_Assignment:_ Would you write out the records below exactly as given?

_Given information:_
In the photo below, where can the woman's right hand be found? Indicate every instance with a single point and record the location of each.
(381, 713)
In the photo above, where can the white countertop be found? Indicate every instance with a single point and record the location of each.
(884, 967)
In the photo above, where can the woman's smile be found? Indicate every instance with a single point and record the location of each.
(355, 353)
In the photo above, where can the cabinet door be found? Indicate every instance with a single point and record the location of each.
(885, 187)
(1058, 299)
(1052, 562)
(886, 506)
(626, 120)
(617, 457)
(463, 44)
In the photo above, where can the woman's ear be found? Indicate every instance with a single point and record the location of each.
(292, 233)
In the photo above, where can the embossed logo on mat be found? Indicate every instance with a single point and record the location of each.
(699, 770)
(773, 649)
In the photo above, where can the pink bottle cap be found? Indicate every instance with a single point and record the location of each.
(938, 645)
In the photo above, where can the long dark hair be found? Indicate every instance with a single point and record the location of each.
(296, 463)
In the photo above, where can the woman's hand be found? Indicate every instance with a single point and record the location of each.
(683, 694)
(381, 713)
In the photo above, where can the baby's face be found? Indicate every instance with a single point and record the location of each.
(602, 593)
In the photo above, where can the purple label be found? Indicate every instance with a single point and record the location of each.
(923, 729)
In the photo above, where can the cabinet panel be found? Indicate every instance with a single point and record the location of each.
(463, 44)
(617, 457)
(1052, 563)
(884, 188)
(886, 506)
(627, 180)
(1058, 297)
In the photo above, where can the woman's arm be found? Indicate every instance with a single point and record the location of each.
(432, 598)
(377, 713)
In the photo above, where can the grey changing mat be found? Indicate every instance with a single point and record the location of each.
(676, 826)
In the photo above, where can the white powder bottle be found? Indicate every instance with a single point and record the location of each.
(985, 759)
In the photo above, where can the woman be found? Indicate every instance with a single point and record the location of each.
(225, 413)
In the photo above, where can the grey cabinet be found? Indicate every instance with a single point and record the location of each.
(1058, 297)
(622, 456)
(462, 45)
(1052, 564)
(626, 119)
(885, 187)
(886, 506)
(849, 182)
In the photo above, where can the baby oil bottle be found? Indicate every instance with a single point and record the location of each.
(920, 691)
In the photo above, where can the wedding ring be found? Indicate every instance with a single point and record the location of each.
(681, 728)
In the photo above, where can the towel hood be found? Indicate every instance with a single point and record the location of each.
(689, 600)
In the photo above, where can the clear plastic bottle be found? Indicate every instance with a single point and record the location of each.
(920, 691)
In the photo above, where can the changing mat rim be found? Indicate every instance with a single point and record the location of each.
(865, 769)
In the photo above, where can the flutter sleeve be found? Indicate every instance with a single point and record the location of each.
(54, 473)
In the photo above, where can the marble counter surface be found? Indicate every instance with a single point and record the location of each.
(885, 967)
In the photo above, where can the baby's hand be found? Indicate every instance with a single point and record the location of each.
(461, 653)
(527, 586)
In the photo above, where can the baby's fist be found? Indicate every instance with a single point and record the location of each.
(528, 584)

_Solution for this problem:_
In the photo below, where can the woman's right hand be found? Indicate every instance with a single point and record the location of each.
(381, 713)
In the photo above, where can the white countertop be found? Indicate every instance with a single point and record the location of each.
(884, 967)
In the photo above, where can the woman's smile be found? Indicate every instance with a single point and record the location of each.
(355, 353)
In the photo above, where can the cabinet door be found? Indicate every instance with a single point and record the location of each.
(885, 187)
(1058, 299)
(1052, 562)
(886, 506)
(626, 120)
(617, 457)
(463, 44)
In the photo above, where can the woman's ear be found? Indicate every instance with a single point and record the location of each.
(292, 233)
In the photo above, where can the embossed logo on mat be found? Indicate every instance with a single point and record the location of each.
(699, 770)
(773, 649)
In the photo above, where can the pink bottle cap be found? Indicate every instance with a single point and record the location of each.
(938, 645)
In the photo above, where can the long dark hair be found? Indicate every instance with a single point and record the location of each.
(296, 463)
In the photo above, where can the woman's hand be found? Indicate every instance with a single point and record the location of each.
(683, 694)
(381, 713)
In the photo above, where can the baby's face be found? Indicate every instance with a single point and record the location of each.
(602, 593)
In the photo above, where can the purple label be found? Indicate every instance with a single point and record the location of each.
(923, 729)
In the photo above, where can the cabinet panel be found? Indicate every instance with a single point and record the location of each.
(463, 44)
(617, 457)
(1052, 563)
(884, 188)
(886, 506)
(627, 180)
(1058, 297)
In the photo above, where can the woman's arm be found? Indicate every instance with a single point and record the location of each.
(432, 598)
(377, 713)
In the photo above, where can the grey changing mat be found? Indicate every instance with a single point and record the location of each.
(676, 826)
In the photo above, where can the white powder bottle be found? Indicate every instance with a single point and record the location of each.
(985, 759)
In the photo above, where can the woman be found? Indicate every instance with a single point and record the location of each.
(225, 413)
In the photo above, where can the grey cabinet be found? Indicate every instance with a single point and record the location of each.
(1058, 297)
(622, 456)
(462, 45)
(1052, 564)
(626, 119)
(885, 187)
(886, 506)
(849, 182)
In the photo above, where can the baby oil bottle be found? Indicate every instance with a single point and record the location of each.
(920, 691)
In the photo above, where can the wedding ring be found? Indicate every instance with a single point and record the location of each.
(681, 728)
In the photo above, where can the towel hood be found? Indicate every instance with a single point and record the location of each.
(689, 600)
In the photo above, where can the clear plastic bottle be found? Indicate every instance with a single point and record the location of each.
(920, 691)
In the photo above, where can the changing mat rim be found? Indicate every instance with a single point and record the location of each.
(865, 769)
In the photo above, where can the flutter sleeve be found? Indicate every instance with a single point and record the location of each.
(54, 473)
In the photo above, where can the marble counter surface be found? Indicate every instance with a single point and record the location of each.
(885, 967)
In the photo above, where can the baby's hand be found? Indicate every instance with a single point and record the location of each.
(461, 653)
(527, 586)
In the photo above, where can the baby's fist be found? Indicate every instance with a single point and record the location of each.
(528, 584)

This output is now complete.